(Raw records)
++++++++++
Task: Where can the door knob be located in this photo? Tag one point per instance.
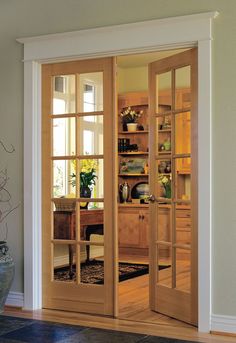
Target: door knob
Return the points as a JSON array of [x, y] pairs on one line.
[[151, 198]]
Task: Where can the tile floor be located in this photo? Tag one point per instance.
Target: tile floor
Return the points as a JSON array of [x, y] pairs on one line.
[[21, 330]]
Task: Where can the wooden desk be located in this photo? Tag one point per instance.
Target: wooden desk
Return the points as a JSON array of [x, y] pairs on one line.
[[91, 222]]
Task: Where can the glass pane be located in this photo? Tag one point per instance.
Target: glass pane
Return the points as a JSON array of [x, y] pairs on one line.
[[63, 136], [183, 133], [91, 178], [63, 94], [92, 271], [164, 223], [164, 269], [183, 226], [164, 177], [183, 178], [64, 178], [90, 92], [183, 269], [64, 262], [182, 81], [64, 219], [90, 133], [91, 220], [163, 87]]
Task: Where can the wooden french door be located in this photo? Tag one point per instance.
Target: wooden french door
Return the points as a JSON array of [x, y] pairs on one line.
++++++++++
• [What to produce]: Rewrite the lines from the one containing "Task: Where can the tile" through the one containing "[[21, 330]]" as a numbered list, skipping any blank lines.

• [Answer in full]:
1. Task: Where can the tile floor be located in this photo? Tag one point per instance.
2. Target: tile floor
3. Return the points as a JSON array of [x, y] pairs on one line.
4. [[21, 330]]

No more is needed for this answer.